Exercise instructions - Pick out each line in the material below that contains the word "face" and copy those lines in full.

Exercise material -
· · · · · · ·

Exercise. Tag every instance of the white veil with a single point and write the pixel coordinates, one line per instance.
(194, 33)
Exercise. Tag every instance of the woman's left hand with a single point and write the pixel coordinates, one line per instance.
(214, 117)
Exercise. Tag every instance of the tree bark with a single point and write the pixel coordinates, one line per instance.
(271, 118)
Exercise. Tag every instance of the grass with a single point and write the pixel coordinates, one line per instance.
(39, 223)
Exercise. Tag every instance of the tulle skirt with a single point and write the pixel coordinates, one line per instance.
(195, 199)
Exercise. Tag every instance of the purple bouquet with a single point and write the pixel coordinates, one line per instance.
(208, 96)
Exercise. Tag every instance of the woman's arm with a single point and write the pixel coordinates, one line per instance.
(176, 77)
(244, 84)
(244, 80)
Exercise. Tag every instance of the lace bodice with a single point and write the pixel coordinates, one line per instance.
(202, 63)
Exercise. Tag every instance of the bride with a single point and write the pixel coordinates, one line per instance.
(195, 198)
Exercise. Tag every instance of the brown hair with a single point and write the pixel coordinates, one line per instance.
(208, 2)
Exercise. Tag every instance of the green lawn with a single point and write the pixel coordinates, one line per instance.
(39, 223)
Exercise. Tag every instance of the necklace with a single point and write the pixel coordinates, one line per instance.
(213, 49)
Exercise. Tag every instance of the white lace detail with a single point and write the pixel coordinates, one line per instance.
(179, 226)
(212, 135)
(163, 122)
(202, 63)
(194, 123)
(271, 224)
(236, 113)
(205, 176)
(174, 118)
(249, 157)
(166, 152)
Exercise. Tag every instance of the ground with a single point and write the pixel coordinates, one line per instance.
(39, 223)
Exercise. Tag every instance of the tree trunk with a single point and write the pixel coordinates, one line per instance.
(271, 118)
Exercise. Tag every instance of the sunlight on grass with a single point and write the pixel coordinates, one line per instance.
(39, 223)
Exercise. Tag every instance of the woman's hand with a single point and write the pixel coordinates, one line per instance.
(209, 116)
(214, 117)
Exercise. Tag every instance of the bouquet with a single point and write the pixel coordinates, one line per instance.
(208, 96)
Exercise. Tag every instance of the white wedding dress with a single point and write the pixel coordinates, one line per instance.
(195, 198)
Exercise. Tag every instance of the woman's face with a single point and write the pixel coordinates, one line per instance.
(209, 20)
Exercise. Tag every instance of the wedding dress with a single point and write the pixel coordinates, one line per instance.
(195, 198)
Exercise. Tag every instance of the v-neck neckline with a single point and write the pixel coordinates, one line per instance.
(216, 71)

· · · · · · ·

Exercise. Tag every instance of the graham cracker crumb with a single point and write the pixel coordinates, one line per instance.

· · · · · · ·

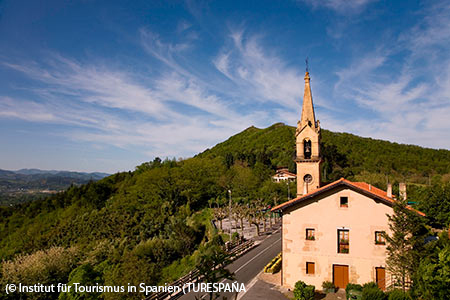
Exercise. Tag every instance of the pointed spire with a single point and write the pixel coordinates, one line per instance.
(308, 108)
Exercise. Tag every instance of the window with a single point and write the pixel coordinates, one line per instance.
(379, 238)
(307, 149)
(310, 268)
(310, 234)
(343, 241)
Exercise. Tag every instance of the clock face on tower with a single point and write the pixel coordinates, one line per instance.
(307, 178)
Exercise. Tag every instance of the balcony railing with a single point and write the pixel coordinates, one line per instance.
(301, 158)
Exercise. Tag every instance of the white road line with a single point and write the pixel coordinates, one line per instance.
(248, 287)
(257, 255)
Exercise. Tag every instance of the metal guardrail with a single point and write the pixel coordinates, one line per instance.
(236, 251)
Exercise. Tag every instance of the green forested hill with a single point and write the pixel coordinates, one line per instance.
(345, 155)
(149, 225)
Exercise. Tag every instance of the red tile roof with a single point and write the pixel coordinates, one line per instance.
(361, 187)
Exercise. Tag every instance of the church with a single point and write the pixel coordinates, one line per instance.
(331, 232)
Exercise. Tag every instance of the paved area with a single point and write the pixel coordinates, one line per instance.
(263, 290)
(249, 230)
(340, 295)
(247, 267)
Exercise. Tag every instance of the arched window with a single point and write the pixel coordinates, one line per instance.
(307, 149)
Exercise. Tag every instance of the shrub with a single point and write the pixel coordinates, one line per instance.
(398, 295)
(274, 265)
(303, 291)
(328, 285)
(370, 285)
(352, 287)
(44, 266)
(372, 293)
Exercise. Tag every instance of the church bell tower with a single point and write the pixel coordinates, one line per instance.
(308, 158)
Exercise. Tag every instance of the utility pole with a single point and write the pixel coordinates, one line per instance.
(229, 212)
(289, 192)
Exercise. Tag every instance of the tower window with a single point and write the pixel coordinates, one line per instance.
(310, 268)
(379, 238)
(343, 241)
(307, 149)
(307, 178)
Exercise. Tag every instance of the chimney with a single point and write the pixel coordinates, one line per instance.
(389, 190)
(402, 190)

· · · · · · ·

Complete response -
Exercise. Tag every instance of the woman's face with a single point and write the pixel coordinates, one line per instance.
Exercise. Tag every instance of the clock face on tower with a single point and write the pixel coordinates, one line per instance.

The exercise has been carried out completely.